* [Provided data]:
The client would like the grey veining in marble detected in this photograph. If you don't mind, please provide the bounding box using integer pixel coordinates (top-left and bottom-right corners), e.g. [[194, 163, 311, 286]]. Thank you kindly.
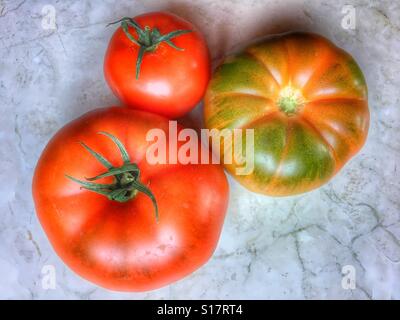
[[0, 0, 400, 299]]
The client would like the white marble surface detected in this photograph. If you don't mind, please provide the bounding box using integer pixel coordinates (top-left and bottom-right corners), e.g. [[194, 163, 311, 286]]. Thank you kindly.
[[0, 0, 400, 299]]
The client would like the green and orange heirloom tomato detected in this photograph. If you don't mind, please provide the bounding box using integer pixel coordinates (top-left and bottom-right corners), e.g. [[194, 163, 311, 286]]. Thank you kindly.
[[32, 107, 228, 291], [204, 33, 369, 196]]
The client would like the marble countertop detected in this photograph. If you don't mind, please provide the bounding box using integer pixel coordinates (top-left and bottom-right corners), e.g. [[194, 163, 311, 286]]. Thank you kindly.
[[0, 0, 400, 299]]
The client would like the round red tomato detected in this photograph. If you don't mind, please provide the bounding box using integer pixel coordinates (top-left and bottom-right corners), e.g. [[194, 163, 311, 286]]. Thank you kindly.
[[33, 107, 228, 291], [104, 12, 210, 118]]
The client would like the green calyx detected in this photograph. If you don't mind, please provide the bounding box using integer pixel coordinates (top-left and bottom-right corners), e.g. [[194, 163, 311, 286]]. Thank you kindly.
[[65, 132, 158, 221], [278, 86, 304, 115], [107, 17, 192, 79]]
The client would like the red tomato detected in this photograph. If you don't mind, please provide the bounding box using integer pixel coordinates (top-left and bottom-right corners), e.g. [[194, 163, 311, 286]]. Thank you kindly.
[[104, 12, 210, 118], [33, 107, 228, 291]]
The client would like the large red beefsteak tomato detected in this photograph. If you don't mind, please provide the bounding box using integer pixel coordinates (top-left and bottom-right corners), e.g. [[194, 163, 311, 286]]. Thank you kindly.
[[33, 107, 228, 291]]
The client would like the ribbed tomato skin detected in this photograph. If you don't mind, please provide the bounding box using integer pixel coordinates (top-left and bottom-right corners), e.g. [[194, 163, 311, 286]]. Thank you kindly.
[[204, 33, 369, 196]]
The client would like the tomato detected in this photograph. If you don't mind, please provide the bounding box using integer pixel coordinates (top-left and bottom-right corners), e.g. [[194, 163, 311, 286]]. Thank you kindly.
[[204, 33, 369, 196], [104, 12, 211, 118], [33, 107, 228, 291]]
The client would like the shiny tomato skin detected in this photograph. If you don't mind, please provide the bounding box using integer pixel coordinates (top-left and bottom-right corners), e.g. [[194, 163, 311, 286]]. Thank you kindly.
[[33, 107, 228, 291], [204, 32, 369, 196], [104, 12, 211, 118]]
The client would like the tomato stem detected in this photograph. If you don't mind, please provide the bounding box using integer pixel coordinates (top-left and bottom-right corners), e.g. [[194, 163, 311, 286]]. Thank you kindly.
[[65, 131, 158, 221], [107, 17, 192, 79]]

* [Task description]: Extract all the data above exactly, excluding every picture.

* [Output below]:
The client would like the grey veining in marble detected in this photograph. If you don't mind, please provide the bounding box using integer pixel coordinates (top-left and bottom-right corners), e.g. [[194, 163, 311, 286]]. Thank you kindly.
[[0, 0, 400, 299]]
The client would like the white marble surface detected in this photograph. If you don't mind, please provide the bounding box using integer pixel coordinates (top-left and bottom-right corners), e.g. [[194, 163, 311, 286]]. Thank you kindly.
[[0, 0, 400, 299]]
The client would like the green and orange heirloom tomato detected in this photograph. If you don't mind, please provide the bounding box using integer pixel coordinates (top-left and bottom-right corners), e.g. [[194, 163, 311, 286]]. Thank you kindly.
[[32, 107, 228, 291], [204, 33, 369, 196]]
The client would like the marble countertop detected in this photograph. If you don't mind, please provide the bounding box using integer pixel coordinates (top-left and bottom-right corners), e.g. [[194, 163, 311, 286]]. Thank you kindly.
[[0, 0, 400, 299]]
The client would like the round red tomato detected in this photograph. If you don't mind, please provide the bounding box using integer pixel coordinates (top-left and bottom-right corners), e.g. [[194, 163, 311, 286]]. Thank you kindly.
[[33, 107, 228, 291], [104, 12, 210, 118]]
The client would like the green calyx detected in this photograph. If you don't mind, please provide the bounding box using integer pixel coordinates (top-left and bottom-right corners), e.g. [[194, 163, 311, 286]]. Thank you kindly.
[[65, 132, 158, 221], [278, 86, 304, 115], [107, 17, 192, 79]]
The client would like the red tomato detected in this photograph. If you don't mind, please provide the bounding box using integer pixel coordinates (top-left and bottom-right corners), e.g. [[194, 163, 311, 286]]. Thank you kindly.
[[104, 12, 210, 118], [33, 107, 228, 291]]
The client would like the large red beefsteak tomato detected in this photograph. If you don't mind, please provide the bounding box using integer pixel coordinates (top-left and bottom-right corners), e.g. [[194, 163, 311, 286]]. Thank you kindly.
[[33, 107, 228, 291]]
The client would like the ribbed tomato skin detected in this photograph. If you don't mind, please provide the bounding box using integer pixel coordinates (top-left and bottom-right corners), e.g. [[194, 163, 311, 286]]. Thank you kindly.
[[204, 33, 369, 196]]
The client would like the tomato detected in this photograph. If you don't mind, please provide the bounding box using integer pixel coordinates (top-left and bottom-right corners), e.g. [[194, 163, 311, 286]]. Thank you kindly.
[[204, 33, 369, 196], [104, 12, 211, 118], [33, 107, 228, 291]]
The client would like the shiny tomato skin detected in this photograph. If you don't mind, please provide the bounding box using integer pixel coordinates (top-left and bottom-right corners), e.g. [[194, 163, 311, 286]]. Thank you kindly.
[[33, 107, 228, 291], [204, 32, 369, 196], [104, 12, 211, 118]]
The client would like the tomato stem detected in this photograph. If you don't mind, please provide the bounding box using integer pixel coordinates (top-left and bottom-right corners), e.g. [[194, 163, 311, 286]]. Thank you kindly.
[[65, 131, 158, 221], [107, 17, 192, 79]]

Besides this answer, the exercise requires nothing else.